### Dataset rows on where objects appear
============================================================
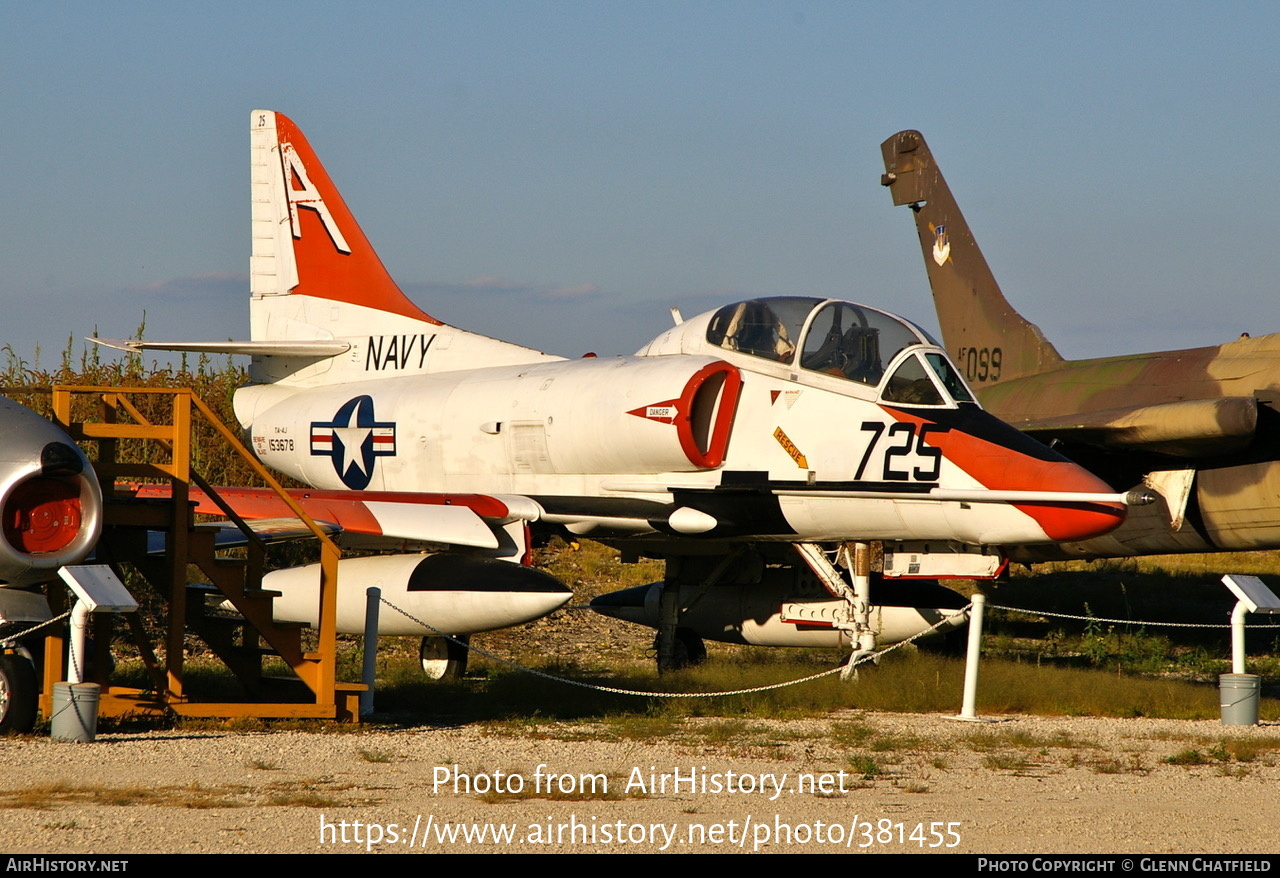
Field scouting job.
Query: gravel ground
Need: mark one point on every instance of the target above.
(1027, 785)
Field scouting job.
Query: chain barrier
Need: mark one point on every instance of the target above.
(613, 690)
(14, 638)
(1098, 618)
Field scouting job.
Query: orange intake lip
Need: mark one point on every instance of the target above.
(42, 515)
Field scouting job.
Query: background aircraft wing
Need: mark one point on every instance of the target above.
(1187, 428)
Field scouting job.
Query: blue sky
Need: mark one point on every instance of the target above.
(558, 174)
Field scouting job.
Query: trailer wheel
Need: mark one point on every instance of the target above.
(444, 659)
(18, 695)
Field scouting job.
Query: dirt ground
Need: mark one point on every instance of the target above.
(855, 781)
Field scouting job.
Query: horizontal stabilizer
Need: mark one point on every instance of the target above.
(270, 348)
(1188, 428)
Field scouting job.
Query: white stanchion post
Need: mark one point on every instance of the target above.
(369, 666)
(969, 709)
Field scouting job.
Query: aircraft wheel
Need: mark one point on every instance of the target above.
(443, 659)
(690, 649)
(18, 695)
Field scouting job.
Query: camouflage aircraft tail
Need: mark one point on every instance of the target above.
(990, 341)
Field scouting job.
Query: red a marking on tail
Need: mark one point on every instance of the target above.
(334, 259)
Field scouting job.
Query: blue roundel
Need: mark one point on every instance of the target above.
(353, 440)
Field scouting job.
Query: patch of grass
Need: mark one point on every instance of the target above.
(865, 766)
(376, 755)
(1005, 760)
(197, 796)
(1187, 758)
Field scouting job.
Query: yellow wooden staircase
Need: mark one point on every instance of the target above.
(113, 419)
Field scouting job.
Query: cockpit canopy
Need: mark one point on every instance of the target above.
(835, 338)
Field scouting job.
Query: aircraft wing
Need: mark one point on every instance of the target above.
(1188, 428)
(467, 520)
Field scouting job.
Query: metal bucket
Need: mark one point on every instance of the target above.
(1239, 696)
(74, 712)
============================================================
### Task objective
Copy the records above exactly, omitting every picture.

### Task output
Field scouting job.
Query: gravel ground
Need: mark one point on every instance of the target above.
(1027, 785)
Field scouting job.
Query: chain barrier
Need: mark one point on every instance of the target above.
(613, 690)
(14, 638)
(1098, 618)
Field scouting job.
Query: orange intake lip
Need: mark one point on every instance of the target above.
(42, 515)
Field scouting job.
Query: background aircraft wing
Need: mark one point on every instance of the target above.
(1187, 428)
Field scouting job.
Query: blue sky
Need: mark one point on every instance of the target above.
(558, 174)
Field scouting job.
Query: trailer wheel
Need: mark one point on every instance of the target above.
(444, 659)
(18, 695)
Field scouting job.
Query: dirt ground
Need: mark one point on every instance of the target above.
(855, 781)
Field scouting job.
Query: horizontal stabilizer
Need: mark one point on every instance of the target above.
(270, 348)
(1188, 428)
Field scouting job.
Query: white stanchion post
Need: mark one point on every instance of the target above.
(369, 666)
(969, 709)
Field scouting job.
Query: aircraft wheel
Need: mark one point on every instance of the target above.
(443, 659)
(690, 649)
(18, 695)
Field scouting job.
Query: camouflage aircraft tail
Need: mark one point on every instance of the target above.
(990, 341)
Field scouting job.
Query: red a marking on tail
Need: mark one point on every instance of the target above.
(334, 259)
Field scouting job.
Query: blue roundel
Need: mark one point on every instance of the target above.
(353, 440)
Field scouting job.
Query: patch of grass
Need: mark one point on every instance of the target above.
(865, 766)
(376, 755)
(1005, 760)
(197, 796)
(1187, 758)
Field scouting job.
Query: yellow wooden staircase
Need: mark one point on every instance of the target above.
(113, 419)
Field scouting job.
Query: cockpit canopy
Need: mark one point on every instance of the target above.
(835, 338)
Field scouting job.
Query: aircraft wing
Need: mark one point on every instance of the target above.
(1188, 428)
(467, 520)
Field scouting job.
Query: metal bucket
Need: mark one point on every instance of the target above.
(1239, 696)
(74, 712)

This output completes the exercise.